#### Consigne:
Dans le texte fourni sur le CIVB, contre quelle association cet organisme s'est-il acharné ?

#### Texte fourni:
··········
Comme dans l’ouvrage de ORWELLS, « 1984 », la novlangue sévit fortement dans certaines instances des appellations agricoles et la tendance est forte à se contenter de stratégie de communication pour “sauver le soldat pesticide de synthèse » qui rapporte énormément à quelques firmes, et offre une assurance récolte à d’autres, même si c’est au détriment de la santé de jeunes enfants, de femmes enceintes et d’adultes qui se sont retrouvés trop longtemps exposés à ces produits.
C’est en tout cas le choix fait par le CIVB qui utilise à plein les millions d’euros que lui rapportent les COV (contributions obligatoires volontaires) payées par les viticulteurs, pour une débauche de publicité orchestrée par des “chargés de comm” capable de vendre tout et n’importe quoi. On comprend bien pourquoi ce CIVB s’est acharné contre l’association Alerte Aux Toxiques car son plan de com a été plus qu’écorné. On comprend moins bien pourquoi les Côtes de Bourg se sont embarquées dans cette affaire, alors qu’un mouvement important de conversion au bio – bien plus bénéfique à leur promotion – est en cours sur le territoire de l’appellation. Lorsqu’une stratégie est maladroite, pour ne pas dire plus, le mieux serait de le reconnaitre et de reprendre la réflexion avant d’engager des dizaines de milliers d’euros pour s’offrir une star du barreau comme avocate.
··········
#### Lignes de données:
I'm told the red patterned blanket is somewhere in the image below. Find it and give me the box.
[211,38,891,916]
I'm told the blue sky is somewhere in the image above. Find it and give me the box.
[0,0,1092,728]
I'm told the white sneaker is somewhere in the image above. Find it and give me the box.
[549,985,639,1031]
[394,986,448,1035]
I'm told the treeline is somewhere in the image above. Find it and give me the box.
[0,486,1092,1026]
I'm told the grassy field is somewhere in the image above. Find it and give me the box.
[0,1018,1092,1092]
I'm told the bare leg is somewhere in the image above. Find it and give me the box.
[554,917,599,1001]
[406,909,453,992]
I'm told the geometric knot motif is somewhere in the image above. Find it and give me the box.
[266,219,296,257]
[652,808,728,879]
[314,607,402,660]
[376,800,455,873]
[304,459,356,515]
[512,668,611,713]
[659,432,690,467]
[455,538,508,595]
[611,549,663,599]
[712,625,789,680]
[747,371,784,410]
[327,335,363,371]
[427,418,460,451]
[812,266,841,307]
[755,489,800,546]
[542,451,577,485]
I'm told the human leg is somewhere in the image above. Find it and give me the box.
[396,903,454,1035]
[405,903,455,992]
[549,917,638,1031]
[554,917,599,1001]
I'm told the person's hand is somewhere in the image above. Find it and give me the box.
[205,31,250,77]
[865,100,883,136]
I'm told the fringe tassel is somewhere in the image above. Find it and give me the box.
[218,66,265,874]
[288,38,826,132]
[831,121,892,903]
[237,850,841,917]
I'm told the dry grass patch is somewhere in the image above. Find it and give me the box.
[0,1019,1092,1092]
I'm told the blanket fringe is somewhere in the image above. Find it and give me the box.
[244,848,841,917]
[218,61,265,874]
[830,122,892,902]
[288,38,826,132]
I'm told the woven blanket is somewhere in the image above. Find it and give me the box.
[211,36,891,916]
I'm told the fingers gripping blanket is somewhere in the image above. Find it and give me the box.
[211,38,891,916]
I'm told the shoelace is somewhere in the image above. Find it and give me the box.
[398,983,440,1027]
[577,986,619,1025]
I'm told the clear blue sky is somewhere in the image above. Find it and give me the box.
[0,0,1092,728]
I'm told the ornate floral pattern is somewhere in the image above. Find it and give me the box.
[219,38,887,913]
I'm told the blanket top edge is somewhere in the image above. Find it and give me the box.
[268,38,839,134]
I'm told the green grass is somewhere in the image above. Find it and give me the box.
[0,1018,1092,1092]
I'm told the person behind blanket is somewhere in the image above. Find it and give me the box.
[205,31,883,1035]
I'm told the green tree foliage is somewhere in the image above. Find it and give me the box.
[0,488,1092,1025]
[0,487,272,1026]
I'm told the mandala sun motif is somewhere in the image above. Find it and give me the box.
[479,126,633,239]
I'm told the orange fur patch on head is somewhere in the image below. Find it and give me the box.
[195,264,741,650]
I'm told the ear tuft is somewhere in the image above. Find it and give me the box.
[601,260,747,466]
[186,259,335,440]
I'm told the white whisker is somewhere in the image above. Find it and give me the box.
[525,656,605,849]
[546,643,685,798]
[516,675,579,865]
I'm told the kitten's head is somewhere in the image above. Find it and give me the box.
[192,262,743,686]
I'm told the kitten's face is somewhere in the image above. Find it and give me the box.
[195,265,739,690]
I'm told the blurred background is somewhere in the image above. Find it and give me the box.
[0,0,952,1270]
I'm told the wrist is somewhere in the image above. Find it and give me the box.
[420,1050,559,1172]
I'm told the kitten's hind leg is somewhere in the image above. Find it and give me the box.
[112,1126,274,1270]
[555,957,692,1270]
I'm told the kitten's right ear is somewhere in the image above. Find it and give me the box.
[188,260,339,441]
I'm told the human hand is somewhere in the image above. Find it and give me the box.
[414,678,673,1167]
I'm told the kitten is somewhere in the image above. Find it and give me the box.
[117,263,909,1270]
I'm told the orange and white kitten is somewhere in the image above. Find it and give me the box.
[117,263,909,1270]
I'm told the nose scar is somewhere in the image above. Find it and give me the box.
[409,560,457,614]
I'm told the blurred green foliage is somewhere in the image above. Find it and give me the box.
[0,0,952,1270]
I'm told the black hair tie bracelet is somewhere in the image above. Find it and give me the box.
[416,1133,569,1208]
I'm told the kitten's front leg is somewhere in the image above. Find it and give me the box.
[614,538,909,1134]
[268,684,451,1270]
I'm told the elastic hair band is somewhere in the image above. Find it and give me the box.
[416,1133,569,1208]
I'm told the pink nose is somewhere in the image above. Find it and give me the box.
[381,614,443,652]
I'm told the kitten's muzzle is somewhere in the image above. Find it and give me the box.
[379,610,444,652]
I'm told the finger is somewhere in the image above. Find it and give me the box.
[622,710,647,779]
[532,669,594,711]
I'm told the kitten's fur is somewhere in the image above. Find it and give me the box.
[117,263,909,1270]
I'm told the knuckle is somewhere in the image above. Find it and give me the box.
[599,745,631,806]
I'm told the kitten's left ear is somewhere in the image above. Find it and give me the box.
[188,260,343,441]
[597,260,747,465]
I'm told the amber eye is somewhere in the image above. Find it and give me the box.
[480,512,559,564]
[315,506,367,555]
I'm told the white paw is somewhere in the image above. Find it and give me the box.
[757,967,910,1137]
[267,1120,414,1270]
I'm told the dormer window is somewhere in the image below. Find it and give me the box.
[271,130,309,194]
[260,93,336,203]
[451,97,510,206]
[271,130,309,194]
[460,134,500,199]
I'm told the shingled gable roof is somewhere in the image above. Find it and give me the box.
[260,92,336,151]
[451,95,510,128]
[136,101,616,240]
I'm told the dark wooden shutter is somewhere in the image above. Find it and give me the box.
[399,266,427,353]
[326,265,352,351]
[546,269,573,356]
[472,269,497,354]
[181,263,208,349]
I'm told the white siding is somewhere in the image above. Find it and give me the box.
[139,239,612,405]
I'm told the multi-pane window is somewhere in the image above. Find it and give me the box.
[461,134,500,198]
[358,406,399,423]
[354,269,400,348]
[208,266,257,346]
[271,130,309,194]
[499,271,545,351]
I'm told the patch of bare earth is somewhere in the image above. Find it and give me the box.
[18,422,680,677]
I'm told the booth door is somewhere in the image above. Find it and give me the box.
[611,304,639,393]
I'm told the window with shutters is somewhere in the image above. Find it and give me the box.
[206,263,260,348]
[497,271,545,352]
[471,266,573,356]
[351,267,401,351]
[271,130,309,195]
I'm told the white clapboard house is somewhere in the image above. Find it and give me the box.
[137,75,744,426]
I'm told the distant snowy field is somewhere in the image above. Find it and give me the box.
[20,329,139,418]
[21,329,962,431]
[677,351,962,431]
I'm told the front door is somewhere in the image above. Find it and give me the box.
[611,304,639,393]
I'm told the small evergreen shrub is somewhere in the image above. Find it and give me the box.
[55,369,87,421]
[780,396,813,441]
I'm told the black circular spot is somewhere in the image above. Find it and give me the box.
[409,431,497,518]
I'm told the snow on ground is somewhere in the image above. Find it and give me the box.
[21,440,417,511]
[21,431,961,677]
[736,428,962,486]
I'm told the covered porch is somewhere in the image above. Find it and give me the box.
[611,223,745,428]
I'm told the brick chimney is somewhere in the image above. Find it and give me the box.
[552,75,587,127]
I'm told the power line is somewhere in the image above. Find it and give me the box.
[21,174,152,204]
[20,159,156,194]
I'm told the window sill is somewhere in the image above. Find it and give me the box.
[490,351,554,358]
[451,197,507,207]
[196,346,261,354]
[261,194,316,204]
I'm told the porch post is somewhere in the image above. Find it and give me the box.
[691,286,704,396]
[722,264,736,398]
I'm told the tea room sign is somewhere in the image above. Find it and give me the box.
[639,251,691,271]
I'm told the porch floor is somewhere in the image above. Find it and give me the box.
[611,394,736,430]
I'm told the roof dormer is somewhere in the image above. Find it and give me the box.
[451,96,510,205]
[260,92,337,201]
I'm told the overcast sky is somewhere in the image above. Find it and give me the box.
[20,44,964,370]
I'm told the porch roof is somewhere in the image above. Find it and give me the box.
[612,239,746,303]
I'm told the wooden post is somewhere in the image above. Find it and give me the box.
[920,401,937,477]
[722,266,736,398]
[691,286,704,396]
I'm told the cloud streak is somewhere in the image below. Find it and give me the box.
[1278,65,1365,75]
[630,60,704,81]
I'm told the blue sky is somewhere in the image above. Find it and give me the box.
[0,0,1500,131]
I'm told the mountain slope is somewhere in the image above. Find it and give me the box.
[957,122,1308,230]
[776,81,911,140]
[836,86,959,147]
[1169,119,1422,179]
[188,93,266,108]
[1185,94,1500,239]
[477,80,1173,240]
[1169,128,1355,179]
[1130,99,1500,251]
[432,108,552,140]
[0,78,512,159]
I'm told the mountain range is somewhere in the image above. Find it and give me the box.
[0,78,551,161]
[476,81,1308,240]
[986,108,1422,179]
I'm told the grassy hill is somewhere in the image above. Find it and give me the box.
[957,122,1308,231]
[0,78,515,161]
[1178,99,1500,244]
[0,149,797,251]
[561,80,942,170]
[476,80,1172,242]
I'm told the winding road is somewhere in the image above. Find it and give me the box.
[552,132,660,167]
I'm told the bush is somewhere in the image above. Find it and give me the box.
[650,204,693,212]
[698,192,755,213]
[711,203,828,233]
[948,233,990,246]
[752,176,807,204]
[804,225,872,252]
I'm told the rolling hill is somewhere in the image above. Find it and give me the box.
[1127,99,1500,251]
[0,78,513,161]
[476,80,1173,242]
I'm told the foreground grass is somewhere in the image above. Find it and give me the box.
··········
#### Résultat:
Contre l'association Alerte Aux Toxiques.